Directives:
a. Copy the stretch of the passage on the end of the First World War from "At 11 a.m. on" through "First World War.", word for word.
b. Write out the rows verbatim, from the line containing "throw pillow on sofa -> point" through the last of the rows.

Text shown:
------------------------------------------------
At 11 a.m. on November 11th, 1918, the guns fell silent across Europe as the Armistice of Compiègne brought an end to the fighting of the First World War.
The war itself would not be officially over until the peace settlement of the Treaty of Versailles the following year, but the killing had ended.
The 'War To End All Wars' had been a brutal, bloody and savage awakening to the reality of modern industrial-age conflict. Approximately forty-one million people became casualties (killed, wounded or missing), including some twenty million military casualties. The casualties alone, though, were not the real story. It was the way they died that shook civilization to the core - massacred in long lines by machine-guns, blown to pieces by shellfire, drowned in mud so thick and deep that after the battle of Passchendaele, a British staff officer, Lieutenant-General Sir Launcelot Kiggell, is said to have broken down in tears after seeing the battlefield for the first time, and asked, "Good God! Did we really send our men through that?"
The military leadership on all sides in this holocaust was, in general, abysmally poor. Generals sent their men to be slaughtered in set-piece attacks against barbed wire, machine-guns and gas. They clung to the outmoded belief that morale could conquer any obstacle . . . only to have the reality thrust upon them that modern munitions cared nothing for courage. Most of those who died in the battle lines never saw their enemy face-to-face.
------------------------------------------------
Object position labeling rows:

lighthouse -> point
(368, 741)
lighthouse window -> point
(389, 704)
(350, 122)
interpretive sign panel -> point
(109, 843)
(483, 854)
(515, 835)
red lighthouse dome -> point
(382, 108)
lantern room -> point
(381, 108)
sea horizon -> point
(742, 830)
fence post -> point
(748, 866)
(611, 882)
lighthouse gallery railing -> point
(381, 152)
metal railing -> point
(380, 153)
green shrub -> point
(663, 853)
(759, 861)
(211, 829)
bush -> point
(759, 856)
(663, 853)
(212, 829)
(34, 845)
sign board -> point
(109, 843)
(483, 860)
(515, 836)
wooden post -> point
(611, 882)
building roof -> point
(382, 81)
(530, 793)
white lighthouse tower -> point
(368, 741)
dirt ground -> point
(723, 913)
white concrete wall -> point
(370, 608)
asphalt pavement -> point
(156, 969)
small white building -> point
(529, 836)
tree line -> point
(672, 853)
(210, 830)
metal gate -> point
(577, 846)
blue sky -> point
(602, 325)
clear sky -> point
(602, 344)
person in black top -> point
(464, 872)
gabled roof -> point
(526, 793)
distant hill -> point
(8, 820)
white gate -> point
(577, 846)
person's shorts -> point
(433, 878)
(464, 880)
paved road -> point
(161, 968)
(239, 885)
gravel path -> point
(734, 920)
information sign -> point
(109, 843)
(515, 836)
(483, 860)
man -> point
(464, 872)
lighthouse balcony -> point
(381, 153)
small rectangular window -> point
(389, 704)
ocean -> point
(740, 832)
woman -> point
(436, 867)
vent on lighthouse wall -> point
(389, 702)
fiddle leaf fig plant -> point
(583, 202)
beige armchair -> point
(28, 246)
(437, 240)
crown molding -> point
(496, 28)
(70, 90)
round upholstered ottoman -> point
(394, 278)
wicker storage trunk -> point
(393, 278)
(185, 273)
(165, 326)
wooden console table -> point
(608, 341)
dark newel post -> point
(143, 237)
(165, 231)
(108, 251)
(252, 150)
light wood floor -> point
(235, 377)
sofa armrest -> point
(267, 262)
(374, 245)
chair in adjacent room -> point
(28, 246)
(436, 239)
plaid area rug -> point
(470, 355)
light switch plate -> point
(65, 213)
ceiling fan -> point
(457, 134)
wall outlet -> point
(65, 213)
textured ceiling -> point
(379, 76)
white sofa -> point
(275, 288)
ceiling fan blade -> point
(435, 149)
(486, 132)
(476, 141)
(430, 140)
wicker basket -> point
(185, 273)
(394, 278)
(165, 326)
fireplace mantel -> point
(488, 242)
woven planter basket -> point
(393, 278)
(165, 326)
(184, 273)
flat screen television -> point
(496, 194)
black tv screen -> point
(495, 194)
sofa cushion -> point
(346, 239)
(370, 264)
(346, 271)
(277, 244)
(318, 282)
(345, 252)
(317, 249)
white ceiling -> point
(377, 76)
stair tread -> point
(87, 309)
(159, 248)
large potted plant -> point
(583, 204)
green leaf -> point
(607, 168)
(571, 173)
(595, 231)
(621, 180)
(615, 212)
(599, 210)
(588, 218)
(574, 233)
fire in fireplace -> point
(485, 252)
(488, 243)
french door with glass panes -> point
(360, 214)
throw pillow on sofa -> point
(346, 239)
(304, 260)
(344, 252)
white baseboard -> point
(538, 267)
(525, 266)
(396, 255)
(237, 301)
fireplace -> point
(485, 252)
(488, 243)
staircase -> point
------------------------------------------------
Responses per task:
a.
At 11 a.m. on November 11th, 1918, the guns fell silent across Europe as the Armistice of Compiègne brought an end to the fighting of the First World War.

b.
throw pillow on sofa -> point
(346, 239)
(304, 260)
(344, 252)
white baseboard -> point
(538, 267)
(525, 266)
(396, 255)
(237, 301)
fireplace -> point
(485, 252)
(488, 243)
staircase -> point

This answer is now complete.